What the task asks: The forum discussion about the mortgage crisis below names places that, according to its final paragraph, had no housing crash during the period discussed. List every such place.

Text extract:

Overall, the GSE's held about 27% of active subprime loans by 2006. And they held about 70% of the overall mortgage market. Do the math. That means 73% of subprime was private label.

That doesn't even include $500B of options ARMS. Second mortgages (which enabled many, many people to get around down payment requirements for GSE backed loans) are mostly private label too, and they are first in line for losses.

44   MarkInSF   2010 May 17, 10:41am  

theoakman says

Considering that Fannie Mae and Freddie Mac have some awful default rates on so called “prime” mortgages, you can still say they were very very bad offenders. The simple fact that they went insolvent proves they were completely reckless. You really do have to be leveraged beyond insanity to go insolvent. Fannie’s common defense is that it didn’t initially get involved in subprime. They deflect from the real issue, which was the fact that they still backed way too many mortgages for overvalued homes and leveraged themselves to a point that was financial suicide.

I do not at all hold the GSEs or their congressional backers (who, yes were primarily Democrats) blameless at all. The GSE's were leveraged well over 100 to 1. It doesn't take much to go insolvent with a capital cushion like that.

I'm not trying to deflect the issue, just pointing out they were not central to the cause, as ZippyDDoodah is trying to claim.

45   ZippyDDoodah   2010 May 17, 1:07pm  

I’m not trying to deflect the issue, just pointing out they were not central to the cause, as ZippyDDoodah is trying to claim.

Thanks for your citations, but the facts disagree with your conclusion that GSE's were not a major cause of the residential RE crash http://ur.lc/jkd . And unlike private mortgage providers, they never learned the hard lessons of the housing crash that private lenders learned (because taxpayers backstopped the GSE's) and kept on financing risky mortgages long after it became apparent that the bubble had popped. The GSE's waded in way too deep in high-risk mortgage activity fueling the bubble with taxpayer dollars. From the cited study:

Concluding Comments
This paper has evaluated the role that the GSEs, FHA, and CRA played in the financial crisis.
It has not, however, attempted an overall evaluation of any or all U.S. housing policies, nor has it
considered any policies for regulatory reform. The main conclusions are:
*I find the GSEs to have been a significant factor in expanding the mortgage crisis as a result
of their high volume of high-risk mortgage purchases and guarantees.
Furthermore, I find
that the GSE housing goals for lending to lower-income households and in lower-income
regions were secondary to profits as a factor motivating the GSE investments in high-risk
mortgages.

It's not only that the GSE's bought and guaranteed high-risk loans, as a Govt sponsored Enterprise, they "set the bar" for banks and other lenders. Most definitely, they were "central" to the housing crisis. And the housing crisis was not "worldwide" as others have claimed. Overall, Latin America had no housing crash during this time period. Neither did Japan nor did the largest worldwide emerging economies: China, India, or Brazil. So let's cut the BS that "the whole world" had a housing crash at the same time we did here in the US. That's a demonstrable lie.

Data section:

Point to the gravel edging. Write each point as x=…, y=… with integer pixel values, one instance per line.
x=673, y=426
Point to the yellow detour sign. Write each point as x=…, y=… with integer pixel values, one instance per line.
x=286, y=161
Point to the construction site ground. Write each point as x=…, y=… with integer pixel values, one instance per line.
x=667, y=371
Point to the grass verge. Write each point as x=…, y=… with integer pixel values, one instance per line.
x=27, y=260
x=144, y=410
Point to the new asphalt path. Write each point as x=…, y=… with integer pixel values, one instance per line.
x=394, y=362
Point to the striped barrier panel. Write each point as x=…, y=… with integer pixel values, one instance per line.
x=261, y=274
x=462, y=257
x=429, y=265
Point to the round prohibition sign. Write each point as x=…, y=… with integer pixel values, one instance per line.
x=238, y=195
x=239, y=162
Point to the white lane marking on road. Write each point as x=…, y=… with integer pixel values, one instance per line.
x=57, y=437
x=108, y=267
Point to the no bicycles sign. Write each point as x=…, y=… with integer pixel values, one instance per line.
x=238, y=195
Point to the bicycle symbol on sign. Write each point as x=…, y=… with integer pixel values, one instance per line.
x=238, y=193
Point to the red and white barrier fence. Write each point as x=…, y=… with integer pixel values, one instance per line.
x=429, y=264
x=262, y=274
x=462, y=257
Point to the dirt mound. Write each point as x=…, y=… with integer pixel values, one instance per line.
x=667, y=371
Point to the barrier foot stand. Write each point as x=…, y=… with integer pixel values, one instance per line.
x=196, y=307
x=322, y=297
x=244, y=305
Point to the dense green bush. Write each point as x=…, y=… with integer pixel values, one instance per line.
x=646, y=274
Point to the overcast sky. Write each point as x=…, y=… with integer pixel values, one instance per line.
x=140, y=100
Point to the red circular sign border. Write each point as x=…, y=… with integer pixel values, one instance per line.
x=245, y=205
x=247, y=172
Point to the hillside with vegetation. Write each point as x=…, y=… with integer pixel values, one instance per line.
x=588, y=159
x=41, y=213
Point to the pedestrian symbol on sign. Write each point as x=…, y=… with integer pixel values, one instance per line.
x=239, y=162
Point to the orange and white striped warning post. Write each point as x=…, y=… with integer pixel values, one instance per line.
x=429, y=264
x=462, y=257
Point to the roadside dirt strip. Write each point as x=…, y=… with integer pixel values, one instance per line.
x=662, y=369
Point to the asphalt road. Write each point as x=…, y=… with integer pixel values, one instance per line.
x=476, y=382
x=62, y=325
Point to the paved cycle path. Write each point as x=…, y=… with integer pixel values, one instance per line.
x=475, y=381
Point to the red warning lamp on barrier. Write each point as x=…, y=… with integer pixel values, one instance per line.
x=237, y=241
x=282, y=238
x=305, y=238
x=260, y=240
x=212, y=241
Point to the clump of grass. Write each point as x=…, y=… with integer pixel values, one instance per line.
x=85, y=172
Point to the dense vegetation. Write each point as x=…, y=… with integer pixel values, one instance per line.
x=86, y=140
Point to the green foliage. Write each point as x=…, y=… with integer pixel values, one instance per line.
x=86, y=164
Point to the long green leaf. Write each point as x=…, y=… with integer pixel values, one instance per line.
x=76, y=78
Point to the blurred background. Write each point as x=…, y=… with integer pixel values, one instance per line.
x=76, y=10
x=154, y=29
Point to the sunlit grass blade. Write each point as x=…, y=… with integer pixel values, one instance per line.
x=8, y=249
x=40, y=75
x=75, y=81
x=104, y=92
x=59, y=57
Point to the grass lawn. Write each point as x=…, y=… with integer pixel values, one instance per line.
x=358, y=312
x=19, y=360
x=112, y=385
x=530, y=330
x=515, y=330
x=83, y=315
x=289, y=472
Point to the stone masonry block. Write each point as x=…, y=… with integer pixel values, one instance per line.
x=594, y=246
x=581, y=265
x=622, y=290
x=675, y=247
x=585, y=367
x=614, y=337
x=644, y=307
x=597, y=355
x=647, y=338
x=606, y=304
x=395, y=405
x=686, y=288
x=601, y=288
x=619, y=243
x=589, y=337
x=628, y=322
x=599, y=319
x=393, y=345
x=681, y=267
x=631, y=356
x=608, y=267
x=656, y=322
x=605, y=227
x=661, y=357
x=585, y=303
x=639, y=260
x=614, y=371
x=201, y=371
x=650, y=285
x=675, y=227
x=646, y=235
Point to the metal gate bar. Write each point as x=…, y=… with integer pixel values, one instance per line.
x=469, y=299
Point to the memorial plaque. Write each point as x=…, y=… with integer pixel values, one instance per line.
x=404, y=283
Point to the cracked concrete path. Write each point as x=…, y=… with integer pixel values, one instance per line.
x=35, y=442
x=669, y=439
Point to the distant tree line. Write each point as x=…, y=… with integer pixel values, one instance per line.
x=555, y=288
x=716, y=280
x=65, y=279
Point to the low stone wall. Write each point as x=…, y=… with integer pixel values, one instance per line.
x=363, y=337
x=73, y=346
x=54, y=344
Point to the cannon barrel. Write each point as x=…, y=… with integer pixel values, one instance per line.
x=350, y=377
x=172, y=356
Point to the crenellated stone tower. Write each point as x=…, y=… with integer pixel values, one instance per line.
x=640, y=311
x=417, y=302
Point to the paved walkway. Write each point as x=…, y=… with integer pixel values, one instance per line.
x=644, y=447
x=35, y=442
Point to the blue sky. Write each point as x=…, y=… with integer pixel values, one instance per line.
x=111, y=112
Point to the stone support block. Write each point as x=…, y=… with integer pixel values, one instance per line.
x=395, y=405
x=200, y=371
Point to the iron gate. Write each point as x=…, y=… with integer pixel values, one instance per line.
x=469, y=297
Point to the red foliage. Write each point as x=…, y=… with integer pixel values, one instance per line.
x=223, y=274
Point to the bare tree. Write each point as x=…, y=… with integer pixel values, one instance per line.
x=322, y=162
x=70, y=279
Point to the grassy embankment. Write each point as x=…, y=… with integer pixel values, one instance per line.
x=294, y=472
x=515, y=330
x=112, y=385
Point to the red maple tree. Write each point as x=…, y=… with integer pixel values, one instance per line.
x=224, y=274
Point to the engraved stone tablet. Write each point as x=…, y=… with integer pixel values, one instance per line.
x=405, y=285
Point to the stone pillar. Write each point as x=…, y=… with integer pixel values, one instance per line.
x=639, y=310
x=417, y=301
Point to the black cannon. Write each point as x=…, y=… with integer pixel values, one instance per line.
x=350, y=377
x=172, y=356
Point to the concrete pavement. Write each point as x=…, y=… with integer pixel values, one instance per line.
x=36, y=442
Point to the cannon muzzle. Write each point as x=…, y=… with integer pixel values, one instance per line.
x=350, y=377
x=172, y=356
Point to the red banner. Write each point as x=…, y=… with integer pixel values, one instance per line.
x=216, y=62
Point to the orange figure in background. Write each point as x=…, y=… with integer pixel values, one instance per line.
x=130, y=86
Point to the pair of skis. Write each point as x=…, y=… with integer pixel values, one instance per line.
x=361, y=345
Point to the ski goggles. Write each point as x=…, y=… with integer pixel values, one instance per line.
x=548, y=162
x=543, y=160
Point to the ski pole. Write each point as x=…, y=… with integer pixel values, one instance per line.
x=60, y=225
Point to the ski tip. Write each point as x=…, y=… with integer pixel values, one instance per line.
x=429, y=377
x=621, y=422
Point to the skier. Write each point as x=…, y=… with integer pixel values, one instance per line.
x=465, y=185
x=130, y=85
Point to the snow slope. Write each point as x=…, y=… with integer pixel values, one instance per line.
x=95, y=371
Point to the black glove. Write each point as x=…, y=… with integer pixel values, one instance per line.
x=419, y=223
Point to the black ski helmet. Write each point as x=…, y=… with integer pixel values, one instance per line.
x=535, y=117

Correct response: Latin America, Japan, China, India, Brazil